#### A few records:
--- start ---

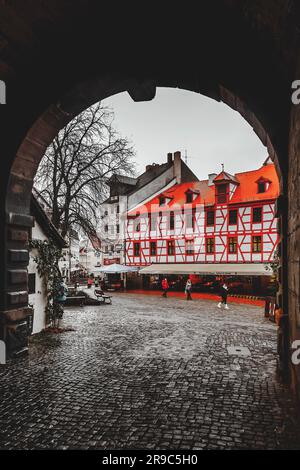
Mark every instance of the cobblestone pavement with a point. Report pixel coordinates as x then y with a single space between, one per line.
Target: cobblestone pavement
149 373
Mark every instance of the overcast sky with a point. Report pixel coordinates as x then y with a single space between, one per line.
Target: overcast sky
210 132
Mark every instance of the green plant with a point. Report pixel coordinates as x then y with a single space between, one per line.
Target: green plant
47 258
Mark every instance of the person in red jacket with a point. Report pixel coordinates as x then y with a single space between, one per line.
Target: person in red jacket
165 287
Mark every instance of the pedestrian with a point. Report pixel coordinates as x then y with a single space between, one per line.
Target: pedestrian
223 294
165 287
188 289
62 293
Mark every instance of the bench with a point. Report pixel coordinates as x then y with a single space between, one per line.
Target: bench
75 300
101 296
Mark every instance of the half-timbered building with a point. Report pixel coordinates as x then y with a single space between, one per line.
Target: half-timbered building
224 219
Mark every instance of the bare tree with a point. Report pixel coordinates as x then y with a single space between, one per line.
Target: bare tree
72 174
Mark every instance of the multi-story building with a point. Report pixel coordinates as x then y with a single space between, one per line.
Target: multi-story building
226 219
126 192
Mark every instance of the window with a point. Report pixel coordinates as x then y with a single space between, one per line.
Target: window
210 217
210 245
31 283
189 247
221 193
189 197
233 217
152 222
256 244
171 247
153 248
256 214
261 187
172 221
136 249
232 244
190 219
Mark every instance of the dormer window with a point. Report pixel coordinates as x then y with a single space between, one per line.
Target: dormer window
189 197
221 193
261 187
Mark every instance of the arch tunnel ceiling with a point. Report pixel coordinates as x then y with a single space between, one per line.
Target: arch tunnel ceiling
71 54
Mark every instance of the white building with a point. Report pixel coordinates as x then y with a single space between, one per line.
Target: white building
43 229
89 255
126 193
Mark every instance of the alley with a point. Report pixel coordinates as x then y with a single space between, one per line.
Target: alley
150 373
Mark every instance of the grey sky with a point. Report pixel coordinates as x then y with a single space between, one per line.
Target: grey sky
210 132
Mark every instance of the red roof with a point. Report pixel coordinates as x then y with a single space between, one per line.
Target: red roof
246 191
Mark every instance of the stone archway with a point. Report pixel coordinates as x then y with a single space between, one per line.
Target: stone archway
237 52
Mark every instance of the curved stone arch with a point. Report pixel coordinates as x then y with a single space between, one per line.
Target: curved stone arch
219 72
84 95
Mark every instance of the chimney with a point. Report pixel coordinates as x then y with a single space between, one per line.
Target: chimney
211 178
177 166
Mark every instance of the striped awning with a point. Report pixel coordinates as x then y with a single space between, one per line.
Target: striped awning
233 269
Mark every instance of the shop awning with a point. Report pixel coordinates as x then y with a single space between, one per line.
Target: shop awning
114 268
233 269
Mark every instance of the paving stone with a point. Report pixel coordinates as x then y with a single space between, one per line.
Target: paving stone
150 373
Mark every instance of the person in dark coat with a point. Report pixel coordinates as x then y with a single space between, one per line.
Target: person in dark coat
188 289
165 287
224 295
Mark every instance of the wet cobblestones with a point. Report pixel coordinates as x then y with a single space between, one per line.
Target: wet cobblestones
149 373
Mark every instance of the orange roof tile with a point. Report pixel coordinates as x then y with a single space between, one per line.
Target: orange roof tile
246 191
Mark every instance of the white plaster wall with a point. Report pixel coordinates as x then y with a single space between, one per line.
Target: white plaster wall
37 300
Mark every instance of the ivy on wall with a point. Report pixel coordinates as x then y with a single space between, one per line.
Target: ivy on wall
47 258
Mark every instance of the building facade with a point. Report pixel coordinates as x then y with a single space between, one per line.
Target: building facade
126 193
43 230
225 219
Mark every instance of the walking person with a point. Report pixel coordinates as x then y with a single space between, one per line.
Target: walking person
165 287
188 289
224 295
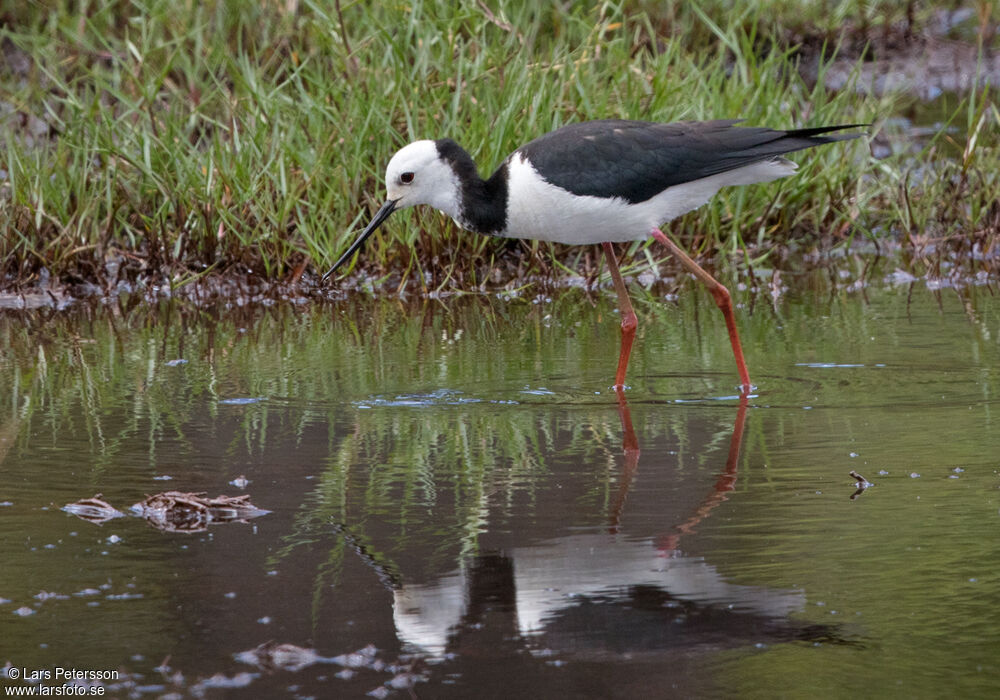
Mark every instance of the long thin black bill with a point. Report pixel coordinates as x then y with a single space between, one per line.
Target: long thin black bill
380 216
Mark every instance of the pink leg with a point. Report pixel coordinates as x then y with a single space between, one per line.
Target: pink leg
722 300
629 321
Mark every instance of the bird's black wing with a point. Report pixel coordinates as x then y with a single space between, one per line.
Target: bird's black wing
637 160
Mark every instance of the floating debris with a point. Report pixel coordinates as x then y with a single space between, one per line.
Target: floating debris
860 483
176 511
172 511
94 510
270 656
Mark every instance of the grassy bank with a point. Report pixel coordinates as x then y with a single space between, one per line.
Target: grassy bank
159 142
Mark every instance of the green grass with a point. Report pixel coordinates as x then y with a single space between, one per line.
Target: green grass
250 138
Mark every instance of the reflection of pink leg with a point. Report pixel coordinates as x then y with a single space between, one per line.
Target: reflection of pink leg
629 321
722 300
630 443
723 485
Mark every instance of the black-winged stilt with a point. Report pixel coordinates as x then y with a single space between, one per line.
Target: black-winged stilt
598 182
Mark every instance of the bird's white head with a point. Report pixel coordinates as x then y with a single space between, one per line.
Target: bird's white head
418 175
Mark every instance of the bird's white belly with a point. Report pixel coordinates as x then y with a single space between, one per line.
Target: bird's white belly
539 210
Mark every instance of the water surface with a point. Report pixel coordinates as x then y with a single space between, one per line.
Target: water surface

--- end ---

#### Task:
Write out all the lines above again, swapping "pixel coordinates" for "image coordinates" wherever it appears and changing nothing else. Leave the pictures out.

#### Finished task:
Mark every instance of the cobblestone pavement with a point. Report image coordinates as x then y with a single space between, one per line.
Target: cobblestone pavement
149 373
Mark every instance of the overcast sky with a point. Report image coordinates as x then y with a single space between, one per line.
Target: overcast sky
210 132
Mark every instance of the green plant with a point. Report image coordinates as x then y with a single space between, one per line.
Target: green plant
47 258
Mark every instance of the person in red jacket with a point. Report image coordinates as x then y with a single space between, one per line.
Target: person in red jacket
165 287
Mark every instance of the pedestrian with a point. Report image coordinates as x then y with a single space between, one per line.
Target: pedestrian
223 294
165 287
188 289
62 293
Mark every instance of the bench with a point. Report image coordinates as x then y with a single space between, one per line.
Target: bench
75 300
101 296
Mark every instance of the half-timbered building with a point. Report image coordinates as x then y with a single space between, one per line.
Target: half-timbered building
224 219
Mark every instance of the bare tree with a point. Report image coordinates as x then y with a single space between, one per line.
Target: bare tree
72 174
Mark every instance of the multi-story building with a point. Report image coordinates as x then y with a single space between, one per line.
Target: multi-story building
226 219
126 192
Mark every instance of the window with a point. Report image coordinates as x then y with a single space between, one per line.
Target: window
210 217
210 245
31 283
189 247
221 193
189 197
233 217
152 222
256 244
171 247
153 248
256 214
261 187
172 221
136 249
232 244
190 219
Mark every instance of the dormer window with a point. Report image coordinates as x then y with a single space between, one per line.
Target: dormer window
189 197
221 193
261 187
Mark every instance of the arch tunnel ceiling with a point. Report image coordinates as x then y with a single space between, one per line.
Target: arch tunnel ceiling
71 54
Mark every instance of the white building with a point. Report image coordinates as x then y with a single space between, one per line.
Target: white building
43 229
89 255
126 193
Mark every instance of the alley with a point. Report image coordinates as x then y with a single space between, one per line.
Target: alley
150 373
Mark every instance of the grey sky with a point. Report image coordinates as x then y with a single space between, one per line.
Target: grey sky
210 132
Mark every instance of the red roof with a point. Report image coordinates as x then y with a single space between, one per line.
Target: red roof
246 191
Mark every instance of the stone archway with a point. Report image coordinates as x then y with a single space between, one per line.
Target: stone archway
237 52
Mark every instance of the curved stone arch with a point. Report image coordinates as x then y with a single space between, one per line.
Target: curved stone arch
219 72
84 95
Mark every instance of the chimney with a point. Report image coordinates as x then y with a single space between, one per line.
Target: chimney
211 178
177 166
Mark every instance of the striped awning with a point. Report image coordinates as x then y with a single space between, one per line.
Target: striped awning
233 269
Mark every instance of the shop awning with a point. Report image coordinates as x then y with a single space between, one per line.
Target: shop awning
114 268
233 269
Mark every instance of the paving stone with a point. Report image coordinates as x then y with a single space between, one per line.
Target: paving stone
150 373
Mark every instance of the person in dark coat with a point. Report image coordinates as x then y with a single space between, one per line.
Target: person in dark coat
188 289
165 287
224 295
Mark every instance of the wet cobblestones with a point. Report image coordinates as x then y with a single space between, one per line.
Target: wet cobblestones
149 373
Mark every instance of the orange roof tile with a point. Report image coordinates as x then y with a single space between, one per line.
Target: orange roof tile
246 191
Mark every instance of the white plaster wall with a point. Report image coordinates as x then y with a single space between, one per line.
Target: white plaster wall
37 300
Mark every instance of the ivy on wall with a point. Report image coordinates as x then y with a single space between, one per line.
Target: ivy on wall
47 258
Mark every instance of the building facade with a point. Report image coordinates as x then y with a single space between, one per line.
Target: building facade
126 193
43 230
225 219
Mark every instance of the walking person with a point. Report image coordinates as x then y with a single space between, one per line.
Target: walking person
165 287
188 289
224 295
Mark every instance of the long thin black bill with a point. Report image coordinates as x then y with a single space between, one per line.
Target: long thin black bill
380 216
Mark every instance of the pink leg with a point. Report image coordinates as x then y with a single space between, one per line.
Target: pink leg
722 300
629 321
Mark every instance of the bird's black wing with a point. Report image coordinates as x then y with a single space between, one per line.
Target: bird's black wing
637 160
Mark every instance of the floating debris with a point. Report image coordinates as x then y with a single space between, one per line.
Target: floating debris
860 483
176 511
172 511
94 510
270 656
Mark every instance of the grassy bank with a point. Report image coordinates as x then y with a single space between, one per line.
Target: grassy bank
159 142
Mark every instance of the green grass with a point. Report image coordinates as x then y with a single space between, one per line.
Target: green grass
250 138
Mark every instance of the reflection of pink leg with a point. Report image coordinates as x then y with a single space between, one per line.
Target: reflection of pink leg
629 321
722 300
630 443
723 485
Mark every instance of the black-winged stilt with a point. Report image coordinates as x then y with a single space between, one per line.
Target: black-winged stilt
598 182
Mark every instance of the bird's white head with a point. Report image coordinates as x then y with a single space between, one per line.
Target: bird's white head
418 175
Mark every instance of the bird's white belly with a point. Report image coordinates as x then y with a single space between, one per line.
Target: bird's white belly
539 210
Mark every instance of the water surface with a point. Report image coordinates as x then y with a single space between, one per line.
Target: water surface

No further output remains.